_PERINTAH_
Saring item di bawah ini dan salin setiap baris yang memuat kata "desert".

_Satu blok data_
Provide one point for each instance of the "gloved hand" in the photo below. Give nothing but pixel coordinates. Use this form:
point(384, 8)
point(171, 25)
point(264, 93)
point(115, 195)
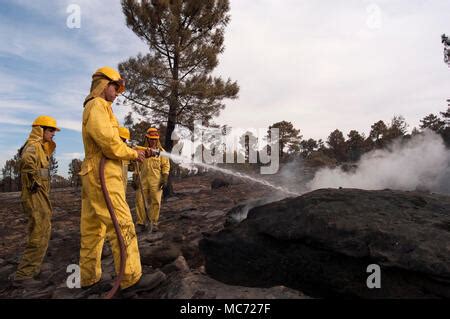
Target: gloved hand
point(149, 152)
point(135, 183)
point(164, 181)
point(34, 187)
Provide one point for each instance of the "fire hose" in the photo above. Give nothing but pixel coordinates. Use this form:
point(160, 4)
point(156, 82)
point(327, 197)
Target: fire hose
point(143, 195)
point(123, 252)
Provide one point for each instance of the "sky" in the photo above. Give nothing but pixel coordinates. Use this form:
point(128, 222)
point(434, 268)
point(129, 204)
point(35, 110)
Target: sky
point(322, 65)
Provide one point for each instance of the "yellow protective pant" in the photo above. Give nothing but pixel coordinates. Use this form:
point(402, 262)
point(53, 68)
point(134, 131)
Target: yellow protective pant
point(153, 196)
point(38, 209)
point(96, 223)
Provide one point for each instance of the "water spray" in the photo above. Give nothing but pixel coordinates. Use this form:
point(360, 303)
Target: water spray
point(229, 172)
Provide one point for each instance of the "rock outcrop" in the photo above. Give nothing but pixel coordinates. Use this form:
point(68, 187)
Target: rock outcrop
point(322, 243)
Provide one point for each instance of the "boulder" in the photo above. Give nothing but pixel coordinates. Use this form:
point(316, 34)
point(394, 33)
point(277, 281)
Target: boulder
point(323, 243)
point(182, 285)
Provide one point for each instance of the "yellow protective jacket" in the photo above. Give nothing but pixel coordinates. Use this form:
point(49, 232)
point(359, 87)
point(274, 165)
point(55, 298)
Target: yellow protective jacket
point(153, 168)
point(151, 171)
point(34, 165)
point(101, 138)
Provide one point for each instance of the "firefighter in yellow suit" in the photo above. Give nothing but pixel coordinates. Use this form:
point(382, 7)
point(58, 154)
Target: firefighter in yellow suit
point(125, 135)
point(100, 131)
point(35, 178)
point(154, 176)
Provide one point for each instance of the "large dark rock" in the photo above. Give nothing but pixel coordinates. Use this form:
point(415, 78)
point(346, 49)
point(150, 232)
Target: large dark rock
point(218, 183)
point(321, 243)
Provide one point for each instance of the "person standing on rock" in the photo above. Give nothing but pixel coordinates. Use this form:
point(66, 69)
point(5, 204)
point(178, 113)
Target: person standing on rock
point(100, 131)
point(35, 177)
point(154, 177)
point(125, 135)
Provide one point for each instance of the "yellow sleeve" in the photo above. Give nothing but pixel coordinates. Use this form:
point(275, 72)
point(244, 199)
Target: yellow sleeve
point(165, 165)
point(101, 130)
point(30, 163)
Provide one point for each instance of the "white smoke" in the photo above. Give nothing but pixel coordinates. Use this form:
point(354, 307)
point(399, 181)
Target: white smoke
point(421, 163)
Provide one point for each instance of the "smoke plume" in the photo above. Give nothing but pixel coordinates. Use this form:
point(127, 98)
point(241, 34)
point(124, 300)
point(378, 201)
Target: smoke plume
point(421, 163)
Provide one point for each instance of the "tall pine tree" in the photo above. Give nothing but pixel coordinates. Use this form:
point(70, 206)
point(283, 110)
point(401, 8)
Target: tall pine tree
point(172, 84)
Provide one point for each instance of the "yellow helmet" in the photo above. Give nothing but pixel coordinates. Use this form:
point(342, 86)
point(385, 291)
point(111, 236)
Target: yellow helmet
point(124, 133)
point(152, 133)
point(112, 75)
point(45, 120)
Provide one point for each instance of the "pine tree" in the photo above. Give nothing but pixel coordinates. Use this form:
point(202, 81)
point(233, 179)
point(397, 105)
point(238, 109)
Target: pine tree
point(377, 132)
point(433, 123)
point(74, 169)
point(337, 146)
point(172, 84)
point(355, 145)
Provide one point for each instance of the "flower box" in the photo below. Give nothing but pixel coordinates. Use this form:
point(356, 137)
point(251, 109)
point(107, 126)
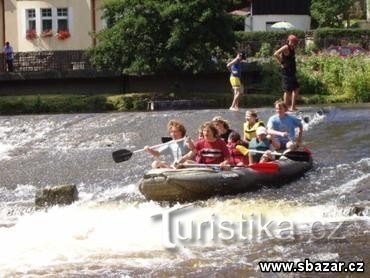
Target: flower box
* * *
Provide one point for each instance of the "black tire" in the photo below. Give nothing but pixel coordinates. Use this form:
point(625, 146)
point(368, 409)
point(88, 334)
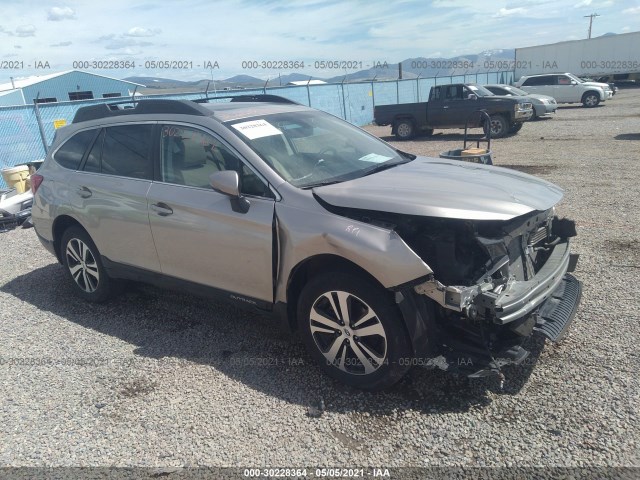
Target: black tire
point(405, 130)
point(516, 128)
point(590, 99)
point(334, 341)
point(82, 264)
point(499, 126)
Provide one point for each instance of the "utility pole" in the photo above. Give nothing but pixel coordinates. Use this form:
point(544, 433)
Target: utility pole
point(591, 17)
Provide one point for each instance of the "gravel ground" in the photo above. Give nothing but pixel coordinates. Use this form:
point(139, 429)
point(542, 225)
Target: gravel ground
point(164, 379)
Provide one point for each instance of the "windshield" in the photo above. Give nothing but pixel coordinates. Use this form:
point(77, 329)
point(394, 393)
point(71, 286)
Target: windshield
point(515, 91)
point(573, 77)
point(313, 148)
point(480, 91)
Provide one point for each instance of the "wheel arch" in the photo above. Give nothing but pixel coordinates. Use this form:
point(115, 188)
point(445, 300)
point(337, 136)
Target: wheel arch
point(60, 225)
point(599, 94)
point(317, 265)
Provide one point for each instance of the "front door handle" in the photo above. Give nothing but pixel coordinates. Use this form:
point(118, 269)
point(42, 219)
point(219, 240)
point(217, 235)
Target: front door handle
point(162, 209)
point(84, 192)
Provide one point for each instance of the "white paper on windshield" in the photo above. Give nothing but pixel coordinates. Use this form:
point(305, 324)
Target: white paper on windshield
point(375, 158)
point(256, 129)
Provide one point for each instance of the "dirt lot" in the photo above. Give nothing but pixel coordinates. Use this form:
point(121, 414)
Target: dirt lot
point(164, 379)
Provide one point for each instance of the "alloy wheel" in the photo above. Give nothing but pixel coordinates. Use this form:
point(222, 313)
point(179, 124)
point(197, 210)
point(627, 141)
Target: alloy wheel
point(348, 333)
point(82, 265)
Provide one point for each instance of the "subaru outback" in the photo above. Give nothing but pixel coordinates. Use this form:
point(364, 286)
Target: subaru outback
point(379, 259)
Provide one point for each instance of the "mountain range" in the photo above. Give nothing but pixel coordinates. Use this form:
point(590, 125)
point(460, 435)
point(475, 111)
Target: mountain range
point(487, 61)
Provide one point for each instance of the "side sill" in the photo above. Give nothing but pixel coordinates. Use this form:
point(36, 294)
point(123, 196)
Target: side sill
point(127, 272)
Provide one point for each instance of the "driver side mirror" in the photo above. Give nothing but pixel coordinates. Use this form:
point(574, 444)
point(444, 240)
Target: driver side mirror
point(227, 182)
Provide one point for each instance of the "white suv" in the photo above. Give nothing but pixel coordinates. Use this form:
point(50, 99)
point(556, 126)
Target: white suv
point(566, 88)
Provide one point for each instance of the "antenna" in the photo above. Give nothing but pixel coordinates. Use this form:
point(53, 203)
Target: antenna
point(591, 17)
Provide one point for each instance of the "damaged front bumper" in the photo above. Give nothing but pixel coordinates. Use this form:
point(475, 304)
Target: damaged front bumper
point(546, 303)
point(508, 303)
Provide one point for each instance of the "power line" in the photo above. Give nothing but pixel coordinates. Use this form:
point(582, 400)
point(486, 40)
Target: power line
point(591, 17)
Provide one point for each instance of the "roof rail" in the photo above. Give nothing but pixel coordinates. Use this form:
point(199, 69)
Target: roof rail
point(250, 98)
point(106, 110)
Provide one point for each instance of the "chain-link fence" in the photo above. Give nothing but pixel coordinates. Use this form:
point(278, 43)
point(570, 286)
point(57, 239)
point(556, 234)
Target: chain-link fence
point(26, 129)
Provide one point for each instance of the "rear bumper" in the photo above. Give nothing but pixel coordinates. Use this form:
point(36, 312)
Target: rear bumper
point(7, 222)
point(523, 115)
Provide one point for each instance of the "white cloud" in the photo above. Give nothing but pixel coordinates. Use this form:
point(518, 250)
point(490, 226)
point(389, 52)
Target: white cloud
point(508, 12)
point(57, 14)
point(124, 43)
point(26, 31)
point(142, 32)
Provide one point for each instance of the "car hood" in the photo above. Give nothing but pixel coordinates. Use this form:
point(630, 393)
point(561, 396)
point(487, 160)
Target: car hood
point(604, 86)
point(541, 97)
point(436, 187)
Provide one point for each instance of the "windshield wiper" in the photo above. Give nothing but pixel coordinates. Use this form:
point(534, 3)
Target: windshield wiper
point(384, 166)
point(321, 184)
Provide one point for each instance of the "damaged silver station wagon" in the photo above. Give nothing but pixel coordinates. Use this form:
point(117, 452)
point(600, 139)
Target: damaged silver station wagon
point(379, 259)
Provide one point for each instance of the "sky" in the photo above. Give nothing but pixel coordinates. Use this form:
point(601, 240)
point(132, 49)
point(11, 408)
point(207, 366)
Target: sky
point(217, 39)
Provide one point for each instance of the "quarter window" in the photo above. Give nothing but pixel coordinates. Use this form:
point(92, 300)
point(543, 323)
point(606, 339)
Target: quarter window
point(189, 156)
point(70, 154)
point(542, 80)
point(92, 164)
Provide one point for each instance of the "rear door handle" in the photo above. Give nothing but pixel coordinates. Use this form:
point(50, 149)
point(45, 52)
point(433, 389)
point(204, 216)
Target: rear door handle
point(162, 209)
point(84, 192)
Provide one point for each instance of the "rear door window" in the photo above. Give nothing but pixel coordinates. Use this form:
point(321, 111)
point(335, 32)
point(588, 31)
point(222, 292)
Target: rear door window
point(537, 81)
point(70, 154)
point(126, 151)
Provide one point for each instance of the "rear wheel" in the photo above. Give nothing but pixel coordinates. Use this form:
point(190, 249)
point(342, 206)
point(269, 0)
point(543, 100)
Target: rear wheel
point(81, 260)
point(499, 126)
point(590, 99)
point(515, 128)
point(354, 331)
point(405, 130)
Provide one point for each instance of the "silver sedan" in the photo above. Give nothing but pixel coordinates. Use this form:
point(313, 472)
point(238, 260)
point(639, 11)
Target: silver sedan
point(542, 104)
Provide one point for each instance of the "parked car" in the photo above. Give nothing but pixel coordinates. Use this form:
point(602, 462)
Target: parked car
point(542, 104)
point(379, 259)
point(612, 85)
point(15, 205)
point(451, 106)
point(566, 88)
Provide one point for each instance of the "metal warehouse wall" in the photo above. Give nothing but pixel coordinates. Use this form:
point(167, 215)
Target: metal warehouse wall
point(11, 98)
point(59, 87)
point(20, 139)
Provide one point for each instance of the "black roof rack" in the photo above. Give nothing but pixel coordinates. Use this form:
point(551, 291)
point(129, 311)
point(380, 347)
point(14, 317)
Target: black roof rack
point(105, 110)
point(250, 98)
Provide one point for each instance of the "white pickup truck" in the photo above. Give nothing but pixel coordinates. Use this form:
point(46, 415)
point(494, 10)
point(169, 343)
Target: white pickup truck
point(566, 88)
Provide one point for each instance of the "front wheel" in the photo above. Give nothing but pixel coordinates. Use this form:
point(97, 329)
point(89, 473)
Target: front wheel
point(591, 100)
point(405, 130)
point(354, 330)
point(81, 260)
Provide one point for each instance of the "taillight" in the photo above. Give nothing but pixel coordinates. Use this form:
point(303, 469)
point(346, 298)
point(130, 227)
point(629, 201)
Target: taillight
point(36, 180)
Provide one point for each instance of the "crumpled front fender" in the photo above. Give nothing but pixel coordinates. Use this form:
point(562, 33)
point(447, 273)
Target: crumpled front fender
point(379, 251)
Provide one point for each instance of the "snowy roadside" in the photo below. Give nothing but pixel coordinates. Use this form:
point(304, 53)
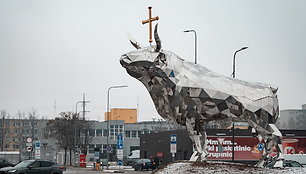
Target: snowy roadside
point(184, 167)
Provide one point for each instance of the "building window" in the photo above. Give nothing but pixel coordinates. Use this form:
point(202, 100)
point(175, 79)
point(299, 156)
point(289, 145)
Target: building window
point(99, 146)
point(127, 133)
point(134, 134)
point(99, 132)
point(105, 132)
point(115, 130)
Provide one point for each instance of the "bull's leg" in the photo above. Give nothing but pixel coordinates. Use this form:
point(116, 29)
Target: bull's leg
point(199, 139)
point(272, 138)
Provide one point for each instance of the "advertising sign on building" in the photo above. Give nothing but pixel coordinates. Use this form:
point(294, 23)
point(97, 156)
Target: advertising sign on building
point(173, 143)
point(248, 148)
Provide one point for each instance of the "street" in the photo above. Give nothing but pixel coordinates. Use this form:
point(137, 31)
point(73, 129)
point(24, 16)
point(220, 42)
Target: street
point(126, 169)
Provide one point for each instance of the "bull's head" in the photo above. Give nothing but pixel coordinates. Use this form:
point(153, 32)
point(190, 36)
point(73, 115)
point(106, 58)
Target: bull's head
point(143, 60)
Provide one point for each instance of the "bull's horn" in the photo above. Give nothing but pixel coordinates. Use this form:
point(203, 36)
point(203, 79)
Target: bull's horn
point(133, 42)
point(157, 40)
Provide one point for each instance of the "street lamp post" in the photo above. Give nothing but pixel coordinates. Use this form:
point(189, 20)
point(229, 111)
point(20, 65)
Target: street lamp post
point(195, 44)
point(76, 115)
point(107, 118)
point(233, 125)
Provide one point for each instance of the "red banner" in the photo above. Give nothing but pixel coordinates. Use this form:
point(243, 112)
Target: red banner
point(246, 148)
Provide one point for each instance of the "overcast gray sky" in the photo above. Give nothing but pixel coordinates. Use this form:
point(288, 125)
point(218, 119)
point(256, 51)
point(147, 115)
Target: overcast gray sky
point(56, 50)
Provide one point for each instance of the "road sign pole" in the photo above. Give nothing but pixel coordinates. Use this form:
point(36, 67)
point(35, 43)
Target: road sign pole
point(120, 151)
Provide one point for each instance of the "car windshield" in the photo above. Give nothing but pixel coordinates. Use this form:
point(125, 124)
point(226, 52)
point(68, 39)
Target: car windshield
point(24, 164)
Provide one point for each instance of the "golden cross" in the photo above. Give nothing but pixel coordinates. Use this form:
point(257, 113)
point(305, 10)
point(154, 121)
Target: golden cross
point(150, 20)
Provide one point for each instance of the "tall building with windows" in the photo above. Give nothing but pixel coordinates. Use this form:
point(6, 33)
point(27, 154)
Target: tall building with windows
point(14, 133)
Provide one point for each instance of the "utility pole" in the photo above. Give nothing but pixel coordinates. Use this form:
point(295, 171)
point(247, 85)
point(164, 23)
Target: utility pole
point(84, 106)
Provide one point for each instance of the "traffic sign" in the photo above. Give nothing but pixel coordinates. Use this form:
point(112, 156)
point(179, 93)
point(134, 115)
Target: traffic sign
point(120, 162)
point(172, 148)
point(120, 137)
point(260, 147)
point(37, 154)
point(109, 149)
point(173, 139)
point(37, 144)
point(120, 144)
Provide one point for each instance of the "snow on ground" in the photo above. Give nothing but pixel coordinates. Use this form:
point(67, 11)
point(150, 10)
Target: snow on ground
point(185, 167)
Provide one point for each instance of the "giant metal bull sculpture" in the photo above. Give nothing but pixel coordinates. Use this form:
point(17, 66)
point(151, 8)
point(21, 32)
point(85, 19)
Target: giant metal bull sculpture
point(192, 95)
---
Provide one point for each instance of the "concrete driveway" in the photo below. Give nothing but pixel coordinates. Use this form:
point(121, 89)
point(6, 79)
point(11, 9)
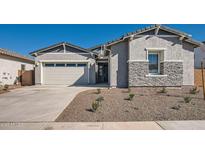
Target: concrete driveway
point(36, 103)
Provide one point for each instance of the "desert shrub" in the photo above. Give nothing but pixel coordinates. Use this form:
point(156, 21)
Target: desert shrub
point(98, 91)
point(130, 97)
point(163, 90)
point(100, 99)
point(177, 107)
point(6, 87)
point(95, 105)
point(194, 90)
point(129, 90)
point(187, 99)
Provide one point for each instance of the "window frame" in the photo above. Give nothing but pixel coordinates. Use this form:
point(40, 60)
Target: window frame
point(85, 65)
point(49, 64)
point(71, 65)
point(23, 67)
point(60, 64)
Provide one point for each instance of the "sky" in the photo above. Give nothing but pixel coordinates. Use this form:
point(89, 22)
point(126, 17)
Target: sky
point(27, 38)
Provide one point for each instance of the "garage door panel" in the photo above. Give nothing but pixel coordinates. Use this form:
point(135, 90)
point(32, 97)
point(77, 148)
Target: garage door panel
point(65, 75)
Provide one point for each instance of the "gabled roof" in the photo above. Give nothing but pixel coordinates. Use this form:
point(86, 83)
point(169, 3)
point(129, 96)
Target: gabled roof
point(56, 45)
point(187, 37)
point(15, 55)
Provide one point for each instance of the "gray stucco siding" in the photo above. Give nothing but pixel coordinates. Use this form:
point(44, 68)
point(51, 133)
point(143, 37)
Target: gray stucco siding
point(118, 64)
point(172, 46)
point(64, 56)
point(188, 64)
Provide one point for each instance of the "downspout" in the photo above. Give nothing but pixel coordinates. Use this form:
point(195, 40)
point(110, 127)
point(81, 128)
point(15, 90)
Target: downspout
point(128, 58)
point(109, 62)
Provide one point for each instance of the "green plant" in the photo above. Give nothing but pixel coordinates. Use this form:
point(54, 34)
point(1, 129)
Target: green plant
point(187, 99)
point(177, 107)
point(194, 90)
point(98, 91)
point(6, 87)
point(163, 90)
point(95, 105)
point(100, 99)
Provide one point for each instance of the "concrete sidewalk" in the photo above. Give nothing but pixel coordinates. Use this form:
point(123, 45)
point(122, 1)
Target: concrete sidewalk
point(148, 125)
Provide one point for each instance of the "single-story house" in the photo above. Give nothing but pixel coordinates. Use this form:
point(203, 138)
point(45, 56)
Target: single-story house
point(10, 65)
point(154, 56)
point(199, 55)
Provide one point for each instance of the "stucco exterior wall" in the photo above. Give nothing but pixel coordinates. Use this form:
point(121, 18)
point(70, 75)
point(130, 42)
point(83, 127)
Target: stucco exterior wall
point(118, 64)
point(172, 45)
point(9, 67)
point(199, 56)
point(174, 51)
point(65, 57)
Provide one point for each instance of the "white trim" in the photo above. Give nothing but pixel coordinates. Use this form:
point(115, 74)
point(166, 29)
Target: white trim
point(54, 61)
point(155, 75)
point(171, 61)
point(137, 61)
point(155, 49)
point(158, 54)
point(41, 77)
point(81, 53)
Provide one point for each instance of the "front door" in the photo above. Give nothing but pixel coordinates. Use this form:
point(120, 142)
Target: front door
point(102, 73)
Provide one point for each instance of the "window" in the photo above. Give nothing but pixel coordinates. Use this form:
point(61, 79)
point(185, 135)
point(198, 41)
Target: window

_TUGAS SELESAI_
Provide one point for each instance of the "desert shrub" in the photo above. Give nothing but pixel coordinates. Use this form:
Target: desert shrub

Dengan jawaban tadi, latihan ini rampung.